_Your objective_
Name every person the Teaconomics post identifies by first and last name.

It's been a bad week for Teaconomics. Not only is oil acting funny (see previous post), Niall Ferguson made such a stupid remark about John M. Keynes that he had to apologize, but everybody is calling him a creep anyway.
Matthew Klein has an outstanding commentary on the hoof-in-mouth disease of rightwing superstar Ferguson at Bloomberg News. Read the whole thing, including the comments, which are by no means all pro-Klein.
However, RtO wants to add a historic footnote to this. Klein quickly switches his fire over to Greg Mankiw, who was George Bush's Teaconomist and teaches at the same rightwing academy in Cambridge as Ferguson.
Klein, in defending, basically, the New Deal, cites some economists who, unlike Ferguson and Mankiw, do not get the vapors over a little deficit spending. For example: "Gary Gorton and Guillermo Ordonez have even argued that 'government bonds are net wealth' because they can always be used as collateral." Unless they are tsarist bonds.
However, the point RtO wants to make is, do you know who else used to make that argument? Ronald Reagan's economists, that's who. The Internet does not reach far back enough for me to dredge it out, but when Reagan was running up the national debt, the Wall Street Journal was describing the deficits as "savings."
I don't think many leftwingers can be found describing borrowing as "savings," but it was the coin of the Republican realm back in the dear dead days of Ron. We were also assured then that the Savings and Loan collapse was really a great opportunity, because the money had been used to build all these empty office buildings, and while the notes behind the construction had been magickally disappeared, the buildings were still there, ready to accommodate an expanding economy.
And you know what? For once, the rightwing economists were right. Houston at the time had empty Class A office space equal to ALL the office space in Des Moines, Iowa. (The reason I know this extremely obscure factoid is that I was writing business news in Des Moines but visiting my father-in-law in Houston at the time.)
Sure enough, in not too many years, the empty skyscrapers of downtown Houston were pretty full.
Of course, the original owners were no longer owners and were probably mowing the lawns of the current owners (just kiddin', of course they weren't. Immigrants do that in Texas.)
MORAL: The eternal verities of rightwing economics are neither eternal nor veracious, but they can be surprising.

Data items
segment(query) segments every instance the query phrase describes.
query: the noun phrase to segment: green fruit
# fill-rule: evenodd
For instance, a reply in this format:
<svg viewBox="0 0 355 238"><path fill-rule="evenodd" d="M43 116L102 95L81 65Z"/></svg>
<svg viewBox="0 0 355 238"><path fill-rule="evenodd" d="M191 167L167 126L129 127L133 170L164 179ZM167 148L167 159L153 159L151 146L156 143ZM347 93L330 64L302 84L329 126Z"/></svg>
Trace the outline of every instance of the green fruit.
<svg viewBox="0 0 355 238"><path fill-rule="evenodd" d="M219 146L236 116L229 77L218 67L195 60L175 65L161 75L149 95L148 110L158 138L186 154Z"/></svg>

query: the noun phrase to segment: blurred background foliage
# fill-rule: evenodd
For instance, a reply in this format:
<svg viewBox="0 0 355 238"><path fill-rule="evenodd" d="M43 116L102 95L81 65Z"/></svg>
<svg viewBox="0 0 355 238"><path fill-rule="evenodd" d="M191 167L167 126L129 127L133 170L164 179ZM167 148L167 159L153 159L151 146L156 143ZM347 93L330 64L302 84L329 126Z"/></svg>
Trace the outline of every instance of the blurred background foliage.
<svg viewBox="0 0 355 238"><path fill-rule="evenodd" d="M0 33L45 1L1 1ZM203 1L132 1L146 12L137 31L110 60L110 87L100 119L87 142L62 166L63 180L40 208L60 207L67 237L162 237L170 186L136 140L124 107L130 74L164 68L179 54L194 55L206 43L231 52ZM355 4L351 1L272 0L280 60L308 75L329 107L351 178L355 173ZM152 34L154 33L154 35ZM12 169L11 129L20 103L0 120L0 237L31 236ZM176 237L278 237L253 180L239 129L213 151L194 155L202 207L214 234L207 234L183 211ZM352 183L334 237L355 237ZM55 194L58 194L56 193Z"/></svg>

_Solution to the problem_
Niall Ferguson, John M. Keynes, Matthew Klein, Greg Mankiw, George Bush, Gary Gorton, Guillermo Ordonez, Ronald Reagan